>> Begin SUPPLIED DATA

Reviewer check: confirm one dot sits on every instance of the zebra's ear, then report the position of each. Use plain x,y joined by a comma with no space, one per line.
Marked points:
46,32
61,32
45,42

>> End SUPPLIED DATA

*GIVEN EXERCISE*. Please write out all of the data above line for line, keeping every character unchanged.

*TASK OUTPUT*.
Reviewer check: confirm one dot sits on every instance of the zebra's ear, then report the position of each. Use plain x,y joined by a comma with no space, one per line.
Marked points:
46,32
61,32
45,42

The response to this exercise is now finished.